[[ Text shown, beginning ]]

BMC Cancer. 2022 Nov 4;22(1):1130. doi: 10.1186/s12885-022-10209-y.
BACKGROUND: The aim of this study was to estimate occupational risk variation in the incidence of nasopharyngeal cancer (NPC) in a large population-based cohort of the Nordic Occupational Cancer (NOCCA) study.
METHODS: This study is based on a cohort of almost 15 million persons from Denmark, Finland, Iceland, Norway and Sweden, with 2898 nasopharyngeal cancer cases diagnosed in 1961-2005. The data on occupations were gathered from population censuses and cancer data from the national cancer registries. Standardized incidence ratios (SIR) with 95% confidence intervals (CI) were estimated using the national NPC incidence rates as the reference.
RESULTS: There were 1980 male and 918 female NPC patients. The highest SIRs of NPC were observed among male waiters (SIR 3.69, 95% CI 1.91-6.45) and cooks and stewards (SIR 2.24, 95% CI 1.16-3.91). Among women, launderers had the highest SIR of NPC (2.04, 95% CI 1.02-3.65). Significantly decreased SIRs were found among male farmers (SIR 0.79, 95% CI 0.68-0.92) and male textile workers (SIR 0.49, 95% CI 0.22-0.93).
CONCLUSIONS: This study suggests that NPC may be associated with several work-related exposure agents such as smoking, kitchen air pollution and solvents. In future, occupational exposure-risk relations should be studied to understand more about causality and to assess effective prevention strategies.

[[ Text shown, end ]]
[[ Extracted entries, beginning ]]

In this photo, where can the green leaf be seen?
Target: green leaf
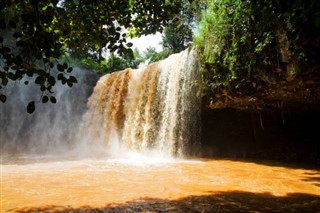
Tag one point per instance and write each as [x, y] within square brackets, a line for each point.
[51, 80]
[73, 79]
[31, 107]
[45, 99]
[60, 67]
[3, 98]
[70, 69]
[17, 35]
[60, 76]
[70, 84]
[12, 24]
[3, 24]
[4, 81]
[42, 88]
[40, 80]
[53, 99]
[65, 65]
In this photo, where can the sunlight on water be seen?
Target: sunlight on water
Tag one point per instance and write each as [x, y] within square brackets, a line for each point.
[34, 184]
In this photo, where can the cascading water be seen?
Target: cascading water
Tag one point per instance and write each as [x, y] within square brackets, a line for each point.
[153, 108]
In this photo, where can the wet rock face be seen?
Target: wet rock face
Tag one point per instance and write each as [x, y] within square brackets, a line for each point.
[280, 134]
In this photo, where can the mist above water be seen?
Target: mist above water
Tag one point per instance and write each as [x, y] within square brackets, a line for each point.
[150, 112]
[52, 128]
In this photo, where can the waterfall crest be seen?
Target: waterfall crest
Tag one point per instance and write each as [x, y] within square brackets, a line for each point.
[152, 108]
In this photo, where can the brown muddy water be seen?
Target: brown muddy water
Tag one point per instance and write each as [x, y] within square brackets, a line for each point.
[142, 184]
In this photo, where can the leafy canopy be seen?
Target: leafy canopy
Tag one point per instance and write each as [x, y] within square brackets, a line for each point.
[34, 35]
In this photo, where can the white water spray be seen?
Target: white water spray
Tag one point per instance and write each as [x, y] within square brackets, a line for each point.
[152, 109]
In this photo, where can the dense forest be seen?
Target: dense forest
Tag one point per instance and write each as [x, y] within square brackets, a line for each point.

[[ Extracted entries, end ]]

- _Task instructions_:
1: In the nasopharyngeal cancer abstract, rewrite the passage from "BMC Cancer. 2022" up to and including "as the reference.", substituting "Scandinavian" for "Nordic".
2: List every country whose population makes up the cohort in the nasopharyngeal cancer abstract.
The rows after the nasopharyngeal cancer abstract are separate material.

- _Answers to the tasks_:
1:
BMC Cancer. 2022 Nov 4;22(1):1130. doi: 10.1186/s12885-022-10209-y.
BACKGROUND: The aim of this study was to estimate occupational risk variation in the incidence of nasopharyngeal cancer (NPC) in a large population-based cohort of the Scandinavian Occupational Cancer (NOCCA) study.
METHODS: This study is based on a cohort of almost 15 million persons from Denmark, Finland, Iceland, Norway and Sweden, with 2898 nasopharyngeal cancer cases diagnosed in 1961-2005. The data on occupations were gathered from population censuses and cancer data from the national cancer registries. Standardized incidence ratios (SIR) with 95% confidence intervals (CI) were estimated using the national NPC incidence rates as the reference.

2: Denmark, Finland, Iceland, Norway, Sweden